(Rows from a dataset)
☆ ☆ ☆
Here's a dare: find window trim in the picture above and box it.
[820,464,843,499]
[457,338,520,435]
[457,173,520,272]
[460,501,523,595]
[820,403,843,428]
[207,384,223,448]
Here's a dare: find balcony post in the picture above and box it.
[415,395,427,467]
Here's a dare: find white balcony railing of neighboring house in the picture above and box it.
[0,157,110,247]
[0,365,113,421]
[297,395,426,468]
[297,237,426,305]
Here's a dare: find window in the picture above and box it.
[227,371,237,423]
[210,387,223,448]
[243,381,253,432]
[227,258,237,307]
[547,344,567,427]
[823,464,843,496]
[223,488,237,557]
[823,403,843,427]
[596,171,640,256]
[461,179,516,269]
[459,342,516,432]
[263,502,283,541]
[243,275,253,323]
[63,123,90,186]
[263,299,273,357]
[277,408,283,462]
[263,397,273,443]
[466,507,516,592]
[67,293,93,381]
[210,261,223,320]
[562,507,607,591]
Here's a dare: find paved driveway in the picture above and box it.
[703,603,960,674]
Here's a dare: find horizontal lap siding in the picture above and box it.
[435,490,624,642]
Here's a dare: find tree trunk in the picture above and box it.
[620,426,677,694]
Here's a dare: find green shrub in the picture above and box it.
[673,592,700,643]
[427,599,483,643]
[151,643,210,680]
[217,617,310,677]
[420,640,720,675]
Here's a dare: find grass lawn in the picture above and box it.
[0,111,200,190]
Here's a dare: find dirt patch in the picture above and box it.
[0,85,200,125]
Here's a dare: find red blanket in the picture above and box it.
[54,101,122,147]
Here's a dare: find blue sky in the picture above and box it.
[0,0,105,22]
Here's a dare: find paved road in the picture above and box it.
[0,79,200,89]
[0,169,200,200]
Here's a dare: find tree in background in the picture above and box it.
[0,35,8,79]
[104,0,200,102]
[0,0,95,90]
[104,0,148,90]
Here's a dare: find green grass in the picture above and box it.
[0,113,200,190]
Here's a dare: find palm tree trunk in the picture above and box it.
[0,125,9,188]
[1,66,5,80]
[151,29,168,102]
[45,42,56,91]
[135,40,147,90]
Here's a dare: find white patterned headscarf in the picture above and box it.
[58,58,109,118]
☆ ☆ ☆
#### EXERCISE TASK
Retype the lines from the one containing "Here's a dare: find window in" through the one containing "[135,40,147,90]", including both, without changing any character.

#### TASK RESPONSE
Here's a dare: find window in the picture above and box it.
[227,371,237,423]
[210,387,223,448]
[243,381,253,432]
[227,258,237,307]
[547,344,567,427]
[823,464,843,496]
[223,488,237,557]
[823,403,843,427]
[596,171,640,256]
[461,179,516,269]
[459,342,516,432]
[263,502,283,541]
[243,275,253,323]
[63,123,90,186]
[263,299,273,357]
[277,408,283,462]
[263,397,273,443]
[466,507,516,592]
[67,293,93,381]
[210,261,223,320]
[562,507,607,591]
Here's a dare: find paved driveway in the picture above and box it.
[703,603,960,674]
Here's a dare: find horizontal lap siding in the picture above and box it.
[435,490,624,642]
Here's a dare: find tree trunk in the picture above and box it.
[620,426,677,694]
Here's a dare: find green shrub in the picture above and box it.
[673,592,700,643]
[427,599,483,643]
[151,643,210,680]
[217,617,310,677]
[420,640,720,675]
Here's a dare: find grass lawn in the picture above and box it.
[0,111,200,190]
Here's a dare: find dirt patch in the picture above and box it.
[0,85,200,125]
Here's a dare: find red blanket in the picture above and box it.
[54,101,122,147]
Here's a dare: find blue sky in the picture above and box it.
[0,0,105,22]
Here's a dare: find paved road in the picture above and box it.
[0,79,200,89]
[0,169,200,200]
Here's a dare: find tree in background in the picture above and box it.
[0,35,8,79]
[104,0,200,102]
[0,0,95,90]
[104,0,148,90]
Here's a dare: find green grass in the picture above and box it.
[0,113,200,190]
Here's a dare: find palm tree trunk in the picture above and box it.
[0,125,9,188]
[1,66,5,80]
[151,29,168,102]
[45,42,56,91]
[135,40,147,90]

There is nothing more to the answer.